↓
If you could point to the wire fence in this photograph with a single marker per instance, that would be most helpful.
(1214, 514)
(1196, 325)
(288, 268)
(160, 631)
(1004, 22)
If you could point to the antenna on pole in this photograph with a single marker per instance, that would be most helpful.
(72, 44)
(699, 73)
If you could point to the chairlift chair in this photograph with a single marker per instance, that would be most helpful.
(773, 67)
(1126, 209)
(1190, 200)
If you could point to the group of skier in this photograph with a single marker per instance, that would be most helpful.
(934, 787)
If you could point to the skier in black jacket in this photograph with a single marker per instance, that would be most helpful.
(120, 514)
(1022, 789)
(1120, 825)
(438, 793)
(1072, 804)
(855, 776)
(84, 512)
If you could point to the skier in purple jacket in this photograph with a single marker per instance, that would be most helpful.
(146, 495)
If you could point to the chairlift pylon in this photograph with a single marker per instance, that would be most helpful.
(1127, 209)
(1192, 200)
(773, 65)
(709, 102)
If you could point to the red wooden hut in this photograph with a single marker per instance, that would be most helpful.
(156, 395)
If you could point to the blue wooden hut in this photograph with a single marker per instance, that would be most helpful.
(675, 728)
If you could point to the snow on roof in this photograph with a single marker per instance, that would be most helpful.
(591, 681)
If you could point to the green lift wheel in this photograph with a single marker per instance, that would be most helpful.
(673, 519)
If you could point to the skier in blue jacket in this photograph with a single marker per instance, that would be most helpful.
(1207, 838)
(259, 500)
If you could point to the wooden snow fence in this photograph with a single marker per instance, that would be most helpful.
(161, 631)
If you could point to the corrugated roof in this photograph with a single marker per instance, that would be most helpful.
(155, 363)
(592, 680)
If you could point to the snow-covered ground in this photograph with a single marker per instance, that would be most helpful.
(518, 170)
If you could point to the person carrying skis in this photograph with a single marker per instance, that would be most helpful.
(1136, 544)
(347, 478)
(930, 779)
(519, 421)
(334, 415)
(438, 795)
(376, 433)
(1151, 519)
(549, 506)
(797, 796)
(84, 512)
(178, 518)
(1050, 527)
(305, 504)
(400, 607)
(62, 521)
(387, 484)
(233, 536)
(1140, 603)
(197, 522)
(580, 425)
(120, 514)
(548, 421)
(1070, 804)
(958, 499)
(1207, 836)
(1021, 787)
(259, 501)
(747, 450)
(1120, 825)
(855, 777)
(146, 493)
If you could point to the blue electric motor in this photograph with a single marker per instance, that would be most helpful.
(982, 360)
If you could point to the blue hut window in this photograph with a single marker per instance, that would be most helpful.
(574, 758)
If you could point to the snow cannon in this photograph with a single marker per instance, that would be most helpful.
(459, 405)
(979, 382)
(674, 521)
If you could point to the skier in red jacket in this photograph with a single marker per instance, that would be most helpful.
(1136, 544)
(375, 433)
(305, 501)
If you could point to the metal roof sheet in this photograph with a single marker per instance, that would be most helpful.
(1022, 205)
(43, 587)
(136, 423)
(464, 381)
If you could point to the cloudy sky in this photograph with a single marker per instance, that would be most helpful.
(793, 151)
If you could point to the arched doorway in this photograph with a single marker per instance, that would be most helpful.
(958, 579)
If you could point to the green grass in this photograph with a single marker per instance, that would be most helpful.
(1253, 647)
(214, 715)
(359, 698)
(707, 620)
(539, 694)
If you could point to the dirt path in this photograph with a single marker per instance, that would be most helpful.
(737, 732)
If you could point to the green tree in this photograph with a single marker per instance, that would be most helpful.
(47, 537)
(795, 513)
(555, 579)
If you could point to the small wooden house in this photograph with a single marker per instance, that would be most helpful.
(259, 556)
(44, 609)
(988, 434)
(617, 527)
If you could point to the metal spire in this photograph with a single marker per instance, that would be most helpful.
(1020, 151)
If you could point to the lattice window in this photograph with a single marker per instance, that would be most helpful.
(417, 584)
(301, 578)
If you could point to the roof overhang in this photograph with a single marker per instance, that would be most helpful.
↑
◆ THE TASK
Rewrite all the items above, substituting "image" for every "photograph" and keeping everything else unchanged.

◆ REPLY TO THE EXERCISE
If you could point to the wire fence in this image with a single marker per instance, that would be most helpful.
(1214, 514)
(1196, 325)
(288, 268)
(160, 631)
(1004, 22)
If you could point to the antenna on pole in this image with a single marker per instance, that would be most helpful.
(72, 44)
(699, 73)
If you could point to the chairlift chair in this image with a single marker per instance, that would be most helpful.
(773, 67)
(1126, 209)
(1190, 200)
If you could point to the group of skier in this image with a single marker per instance, that would be most helpful.
(934, 787)
If you could point to the skier in black jacket in this image with a single marker per instance, that would be most helpful.
(120, 514)
(1022, 789)
(1120, 825)
(438, 793)
(1072, 804)
(855, 776)
(84, 512)
If you could point to the skier in purple jacket in this image with a single marker per instance, that would be most helpful.
(146, 495)
If you could point to the chairlift pylon in this image with a single marker per instance, that would be most helpful.
(1127, 209)
(1192, 200)
(773, 65)
(709, 102)
If you could point to the red wooden hut in this image with a single marker per instance, that would be most helpful.
(156, 395)
If you could point to the blue wooden hut in this image with a single marker per instance, that would be most helpful.
(675, 728)
If you could point to the snow on roof in this image with a single marker per instance, that would be most helpful.
(591, 681)
If you could point to the green lift wheel in this image with a single marker per instance, that would be most helpful.
(673, 519)
If you could point to the skier in blue jacket in this image with a single marker per instance, that would be most helpful.
(1207, 838)
(259, 500)
If you could point to the wooden snow fence in this image with a single marker per instance, that would be most helpful.
(161, 631)
If you could point to the corrugated roof in this image with a single marker per instance, that would be most helpful.
(155, 363)
(592, 680)
If you could point to the snow-covered ground in this image with a single marker per instance, that would be most helpful.
(518, 170)
If you could point to the person carrying skis in this image with a single marker per instance, that would be most helpful.
(1136, 544)
(347, 478)
(930, 779)
(519, 421)
(334, 415)
(438, 795)
(376, 433)
(1151, 519)
(549, 506)
(797, 796)
(84, 512)
(178, 518)
(1050, 527)
(305, 504)
(400, 607)
(62, 521)
(387, 484)
(233, 536)
(1140, 603)
(197, 522)
(580, 425)
(120, 514)
(548, 421)
(1070, 804)
(958, 499)
(1207, 836)
(1021, 787)
(259, 501)
(747, 450)
(1120, 825)
(855, 777)
(146, 493)
If you could point to the blue electric motor in this image with a single marker per instance, that would be most helpful.
(982, 360)
If you could point to the blue hut window in this image with a single marker per instance, that would be most helpful.
(574, 758)
If you could point to the snow cannon in this image with a single marker per instance, that would be most helpful.
(459, 405)
(979, 382)
(674, 521)
If you could point to the skier in red jacket in this image with a single marker per instance, that would be most helpful.
(1136, 544)
(375, 433)
(305, 501)
If you could point to the metal roof sheet in this image with a single marker per instance, that would be most helpful.
(1022, 205)
(43, 587)
(136, 423)
(464, 381)
If you could point to the cloudy sky in this image with a single marker per instance, that would be most helpful.
(793, 151)
If you could point to the arched doorway in this image with a single marker per instance, that would be most helpful.
(958, 579)
If you could point to the green grass in this image with a single marker per instance, that would be most helpful.
(1253, 647)
(214, 715)
(359, 698)
(707, 620)
(539, 694)
If you could point to the dirt path in this image with a single marker per instance, that would be most helpful.
(737, 732)
If you could point to the green tree in this image with a single marker per instance, that would be most helpful.
(47, 537)
(795, 513)
(555, 579)
If you could point to the small wooden house in this image with a single marker per instance, that would be most helpful.
(259, 556)
(44, 609)
(988, 434)
(617, 527)
If you could point to the metal spire in this image with a single marker per instance, that would be most helpful.
(1020, 151)
If you could point to the lattice window in this image with a single marker per instance, that would be most helpful.
(417, 584)
(301, 578)
If you could point to the roof overhang in this image with a single marker per instance, that would be most helpful.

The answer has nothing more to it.